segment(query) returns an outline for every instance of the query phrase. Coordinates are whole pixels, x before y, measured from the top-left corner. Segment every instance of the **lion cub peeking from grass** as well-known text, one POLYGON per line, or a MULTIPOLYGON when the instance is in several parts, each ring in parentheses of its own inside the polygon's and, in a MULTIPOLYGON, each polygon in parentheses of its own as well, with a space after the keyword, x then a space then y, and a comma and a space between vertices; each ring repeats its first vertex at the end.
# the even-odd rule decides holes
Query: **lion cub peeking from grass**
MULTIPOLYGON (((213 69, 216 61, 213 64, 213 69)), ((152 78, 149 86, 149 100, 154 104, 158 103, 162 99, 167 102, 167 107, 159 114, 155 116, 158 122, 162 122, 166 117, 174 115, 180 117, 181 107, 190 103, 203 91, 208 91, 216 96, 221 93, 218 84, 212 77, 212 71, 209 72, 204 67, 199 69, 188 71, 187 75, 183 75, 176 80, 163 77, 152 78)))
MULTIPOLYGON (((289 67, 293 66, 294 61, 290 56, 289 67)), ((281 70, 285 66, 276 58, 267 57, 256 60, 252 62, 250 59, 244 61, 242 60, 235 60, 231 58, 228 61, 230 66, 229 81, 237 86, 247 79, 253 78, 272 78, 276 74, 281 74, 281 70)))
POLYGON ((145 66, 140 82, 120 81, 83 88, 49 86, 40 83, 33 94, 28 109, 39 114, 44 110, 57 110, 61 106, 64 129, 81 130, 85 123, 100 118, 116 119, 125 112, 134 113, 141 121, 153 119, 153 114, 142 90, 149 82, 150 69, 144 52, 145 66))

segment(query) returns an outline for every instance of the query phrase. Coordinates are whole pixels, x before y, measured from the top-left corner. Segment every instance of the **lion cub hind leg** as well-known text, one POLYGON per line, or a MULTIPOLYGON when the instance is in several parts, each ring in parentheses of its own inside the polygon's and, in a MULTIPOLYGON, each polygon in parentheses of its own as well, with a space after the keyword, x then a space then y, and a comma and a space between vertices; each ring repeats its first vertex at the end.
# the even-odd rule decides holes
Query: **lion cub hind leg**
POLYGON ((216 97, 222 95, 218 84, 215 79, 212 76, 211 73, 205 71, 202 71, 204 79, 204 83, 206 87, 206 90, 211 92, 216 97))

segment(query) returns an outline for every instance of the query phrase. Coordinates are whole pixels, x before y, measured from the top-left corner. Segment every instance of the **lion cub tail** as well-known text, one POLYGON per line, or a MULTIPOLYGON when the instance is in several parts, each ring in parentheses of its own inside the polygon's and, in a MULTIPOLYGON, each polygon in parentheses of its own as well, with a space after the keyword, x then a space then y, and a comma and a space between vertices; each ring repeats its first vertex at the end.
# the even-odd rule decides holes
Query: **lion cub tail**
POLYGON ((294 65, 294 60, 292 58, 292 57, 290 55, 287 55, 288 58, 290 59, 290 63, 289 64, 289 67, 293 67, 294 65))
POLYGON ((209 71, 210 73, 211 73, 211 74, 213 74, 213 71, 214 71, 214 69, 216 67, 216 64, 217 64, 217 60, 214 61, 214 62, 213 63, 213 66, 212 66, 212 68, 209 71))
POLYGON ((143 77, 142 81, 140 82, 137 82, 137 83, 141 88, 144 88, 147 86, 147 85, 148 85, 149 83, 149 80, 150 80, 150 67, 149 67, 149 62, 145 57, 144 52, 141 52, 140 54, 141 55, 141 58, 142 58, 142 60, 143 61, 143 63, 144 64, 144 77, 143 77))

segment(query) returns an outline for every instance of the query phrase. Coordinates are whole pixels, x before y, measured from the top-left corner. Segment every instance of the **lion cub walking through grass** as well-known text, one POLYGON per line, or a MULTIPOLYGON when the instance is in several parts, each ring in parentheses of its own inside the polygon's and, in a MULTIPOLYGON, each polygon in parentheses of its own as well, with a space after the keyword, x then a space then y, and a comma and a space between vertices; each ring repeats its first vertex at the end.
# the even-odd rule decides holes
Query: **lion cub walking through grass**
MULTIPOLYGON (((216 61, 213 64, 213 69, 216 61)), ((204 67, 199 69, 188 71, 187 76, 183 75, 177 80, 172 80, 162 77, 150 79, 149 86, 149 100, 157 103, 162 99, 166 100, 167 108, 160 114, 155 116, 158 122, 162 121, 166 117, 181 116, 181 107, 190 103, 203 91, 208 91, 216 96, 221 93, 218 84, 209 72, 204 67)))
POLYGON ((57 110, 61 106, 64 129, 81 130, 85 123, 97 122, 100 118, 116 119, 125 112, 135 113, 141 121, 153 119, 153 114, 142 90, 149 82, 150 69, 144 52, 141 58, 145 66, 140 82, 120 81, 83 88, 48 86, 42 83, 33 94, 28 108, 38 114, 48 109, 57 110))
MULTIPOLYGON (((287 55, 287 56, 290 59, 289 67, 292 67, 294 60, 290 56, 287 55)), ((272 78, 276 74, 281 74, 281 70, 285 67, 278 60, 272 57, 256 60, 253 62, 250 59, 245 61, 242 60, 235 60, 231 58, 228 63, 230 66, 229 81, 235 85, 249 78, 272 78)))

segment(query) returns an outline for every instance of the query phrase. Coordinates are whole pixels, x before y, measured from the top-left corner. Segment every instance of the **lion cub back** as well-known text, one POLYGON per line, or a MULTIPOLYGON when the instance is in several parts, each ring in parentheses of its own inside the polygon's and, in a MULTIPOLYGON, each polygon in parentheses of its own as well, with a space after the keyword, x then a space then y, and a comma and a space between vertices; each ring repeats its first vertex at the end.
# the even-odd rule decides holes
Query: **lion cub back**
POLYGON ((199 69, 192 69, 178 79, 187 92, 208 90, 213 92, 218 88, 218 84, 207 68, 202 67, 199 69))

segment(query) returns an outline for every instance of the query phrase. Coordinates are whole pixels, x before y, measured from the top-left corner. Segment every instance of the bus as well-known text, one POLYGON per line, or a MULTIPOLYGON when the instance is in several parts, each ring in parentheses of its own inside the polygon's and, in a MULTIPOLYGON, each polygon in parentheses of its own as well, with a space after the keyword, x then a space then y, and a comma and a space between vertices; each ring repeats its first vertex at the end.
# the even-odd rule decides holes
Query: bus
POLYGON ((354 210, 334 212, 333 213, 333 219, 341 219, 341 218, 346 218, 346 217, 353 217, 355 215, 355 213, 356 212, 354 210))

━━━━━━━━━━

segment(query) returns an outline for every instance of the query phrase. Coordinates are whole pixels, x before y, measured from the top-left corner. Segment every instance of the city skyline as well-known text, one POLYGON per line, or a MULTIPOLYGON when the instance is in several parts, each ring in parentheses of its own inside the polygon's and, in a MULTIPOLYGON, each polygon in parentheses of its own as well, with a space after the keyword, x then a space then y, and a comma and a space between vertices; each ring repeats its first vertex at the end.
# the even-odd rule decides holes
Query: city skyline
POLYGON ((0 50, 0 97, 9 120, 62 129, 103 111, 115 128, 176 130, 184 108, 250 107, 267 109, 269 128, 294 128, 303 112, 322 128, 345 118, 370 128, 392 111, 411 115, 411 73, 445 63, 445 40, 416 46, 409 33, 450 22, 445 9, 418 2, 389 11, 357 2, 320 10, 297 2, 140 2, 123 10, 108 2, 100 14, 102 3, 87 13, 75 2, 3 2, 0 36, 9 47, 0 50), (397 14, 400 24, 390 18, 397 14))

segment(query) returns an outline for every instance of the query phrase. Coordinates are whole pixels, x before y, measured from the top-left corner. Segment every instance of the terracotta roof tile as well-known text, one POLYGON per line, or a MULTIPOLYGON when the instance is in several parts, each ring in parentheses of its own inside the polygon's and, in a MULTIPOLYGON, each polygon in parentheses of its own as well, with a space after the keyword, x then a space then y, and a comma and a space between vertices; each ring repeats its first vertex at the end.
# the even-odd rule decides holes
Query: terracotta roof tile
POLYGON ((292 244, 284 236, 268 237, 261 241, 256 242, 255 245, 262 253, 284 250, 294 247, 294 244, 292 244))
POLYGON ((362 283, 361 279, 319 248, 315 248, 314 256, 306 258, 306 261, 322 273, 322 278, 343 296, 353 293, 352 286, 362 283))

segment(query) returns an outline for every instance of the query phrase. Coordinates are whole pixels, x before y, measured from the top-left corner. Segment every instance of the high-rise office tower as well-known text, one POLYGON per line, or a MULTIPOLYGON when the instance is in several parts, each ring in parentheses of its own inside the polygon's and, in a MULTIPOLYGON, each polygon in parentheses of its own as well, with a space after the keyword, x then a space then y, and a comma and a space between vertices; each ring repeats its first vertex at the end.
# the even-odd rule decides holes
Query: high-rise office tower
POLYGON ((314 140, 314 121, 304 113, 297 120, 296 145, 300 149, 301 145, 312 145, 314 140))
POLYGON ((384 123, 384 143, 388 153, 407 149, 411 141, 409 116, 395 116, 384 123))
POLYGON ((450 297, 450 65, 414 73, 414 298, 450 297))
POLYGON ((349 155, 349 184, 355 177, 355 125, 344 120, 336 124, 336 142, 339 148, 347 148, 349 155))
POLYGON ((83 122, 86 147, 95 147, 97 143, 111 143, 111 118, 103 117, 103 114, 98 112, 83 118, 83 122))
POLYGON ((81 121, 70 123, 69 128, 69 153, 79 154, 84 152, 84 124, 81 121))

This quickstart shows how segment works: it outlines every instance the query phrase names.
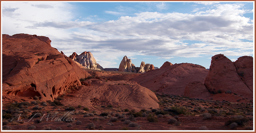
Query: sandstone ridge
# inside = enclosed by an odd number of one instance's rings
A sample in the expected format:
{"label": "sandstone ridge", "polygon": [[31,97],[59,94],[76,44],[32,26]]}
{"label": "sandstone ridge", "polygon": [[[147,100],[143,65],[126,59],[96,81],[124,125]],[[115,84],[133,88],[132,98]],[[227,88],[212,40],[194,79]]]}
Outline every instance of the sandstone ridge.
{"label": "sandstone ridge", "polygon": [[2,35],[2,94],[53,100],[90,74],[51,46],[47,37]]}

━━━━━━━━━━

(STATED PROBLEM)
Please turn the lines into a JSON list of strings with one string per line, leaving out blank lines, beginning at the line that contains "cub back** as" and stopping after the line that contains "POLYGON ((354 210, 334".

(WRITTEN RESPONSE)
[
  "segment(query) returns an outline for every instance of the query phrase. Coordinates are whole pixels, x before y, measured from the top-left corner. Segment every instance of the **lion cub back** as well-known text, one POLYGON per line, or a MULTIPOLYGON when the instance is in several parts, each ring in parentheses of its own inside the polygon's and, in a MULTIPOLYGON, each polygon in parentheses of its own as well, with a space after the keyword, x then a space then y, and a comma and a space between vertices; each ring repeats its first vertex at the end.",
  "# the even-odd rule decides holes",
  "Query: **lion cub back**",
  "POLYGON ((199 69, 192 69, 178 79, 187 92, 208 90, 213 92, 218 88, 218 84, 207 68, 202 67, 199 69))",
  "segment(query) returns an outline for every instance of the query phrase. Coordinates are whole pixels, x before y, measured from the top-left corner. Segment every instance of the bus as well-known text, one POLYGON per line, or a MULTIPOLYGON when the instance is in several parts, each ring in parentheses of its own inside the polygon's and, in a MULTIPOLYGON, each polygon in parentheses of its own as well, with a space after the keyword, x then a space then y, and a comma and a space between vertices; each ring repeats its first vertex at the end.",
  "# the even-odd rule decides holes",
  "Query: bus",
  "POLYGON ((354 210, 334 212, 333 213, 333 219, 341 219, 341 218, 346 218, 346 217, 353 217, 355 215, 355 213, 356 212, 354 210))"
]